As I read about the history of the Israel/Palestine conflict, I can’t help but feel sympathetic for the Palestinian view that they were unjustly deprived of their land in the “Nakba”. Nonetheless, the entire history of Israel involved the area being constantly passed between empires, and far enough back you have Jews being killed or forced into exile after the Jewish-Roman wars.
If you start the clock today and ignore all history, Israel’s current territory is legitimate (as is any territory, by default). If you start it in 1948, then they look like occupiers. If you start it in biblical times, Israel starts to look legitimate again. If you insist that time passing doesn’t matter at all, you’re forced into a hopeless task of trying to track the very first cases of early humans unjustly taking land in the area from other early humans.
An unbounded “statute of limitations” for grievances that go back thousands of years seems completely impractical. But very short time limits seem undesirable too. I’m opposed to Russia invading Ukraine and I think it is entirely legitimate for Ukraine to try to reclaim Russian-occupied territory now. But I would not, for example, endorse Germany trying to reclaim Kaliningrad today, even though it was annexed and had its German population expelled and replaced mostly with Russians after WWII.
There are many other historical examples. I think it was unjust that American former slaves were not given reparations in their lifetimes, but am much less enthusiastic about reparations for their descendants today. Here in New Zealand, the indigenous Maori population have legitimate historical grievances, and many Maori tribes have received compensation from the government in recent decades. Nonetheless, I would not support the strongest claims by Maori activists today.

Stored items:
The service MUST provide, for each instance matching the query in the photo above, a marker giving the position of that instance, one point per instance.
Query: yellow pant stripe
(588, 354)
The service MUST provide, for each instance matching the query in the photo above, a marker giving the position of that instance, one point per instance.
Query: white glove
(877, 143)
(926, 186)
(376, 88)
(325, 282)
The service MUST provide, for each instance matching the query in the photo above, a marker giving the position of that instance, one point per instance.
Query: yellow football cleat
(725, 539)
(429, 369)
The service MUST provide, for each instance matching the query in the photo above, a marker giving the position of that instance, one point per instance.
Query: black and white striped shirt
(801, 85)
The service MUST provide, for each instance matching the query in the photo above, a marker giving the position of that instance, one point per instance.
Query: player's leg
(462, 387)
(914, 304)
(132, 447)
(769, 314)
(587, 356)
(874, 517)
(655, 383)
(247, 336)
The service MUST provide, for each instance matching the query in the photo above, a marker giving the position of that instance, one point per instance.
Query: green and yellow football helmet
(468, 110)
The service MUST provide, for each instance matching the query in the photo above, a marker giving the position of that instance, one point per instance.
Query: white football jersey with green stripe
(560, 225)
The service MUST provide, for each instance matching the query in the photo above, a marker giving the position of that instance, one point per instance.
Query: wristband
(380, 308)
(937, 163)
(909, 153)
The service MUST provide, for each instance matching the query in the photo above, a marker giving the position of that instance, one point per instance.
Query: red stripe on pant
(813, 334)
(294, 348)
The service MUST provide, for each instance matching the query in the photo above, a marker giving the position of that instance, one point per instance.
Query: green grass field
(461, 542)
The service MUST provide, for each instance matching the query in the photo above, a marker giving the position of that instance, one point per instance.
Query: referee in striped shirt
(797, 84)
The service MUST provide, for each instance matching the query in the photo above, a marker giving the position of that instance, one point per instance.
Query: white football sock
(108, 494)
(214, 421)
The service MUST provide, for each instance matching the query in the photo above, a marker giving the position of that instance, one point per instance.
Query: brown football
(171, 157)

▸ Actions to take
[a] Reproduce word for word the part of the passage on land grievances starting at "As I read about" and ending at "the Jewish-Roman wars.".
[b] Decide whether each statement agrees with the passage on land grievances: (i) The writer considers it legitimate for Ukraine to try to reclaim Russian-occupied territory now. (ii) The writer would endorse Germany trying to reclaim Kaliningrad today. (iii) Many Maori tribes have received compensation from the government in recent decades. Answer yes or no for each, quoting the deciding words.

▸ Exercise solutions
[a]
As I read about the history of the Israel/Palestine conflict, I can’t help but feel sympathetic for the Palestinian view that they were unjustly deprived of their land in the “Nakba”. Nonetheless, the entire history of Israel involved the area being constantly passed between empires, and far enough back you have Jews being killed or forced into exile after the Jewish-Roman wars.

[b]
(i) Yes: "I think it is entirely legitimate for Ukraine to try to reclaim Russian-occupied territory now."
(ii) No: "But I would not, for example, endorse Germany trying to reclaim Kaliningrad today"
(iii) Yes: "many Maori tribes have received compensation from the government in recent decades"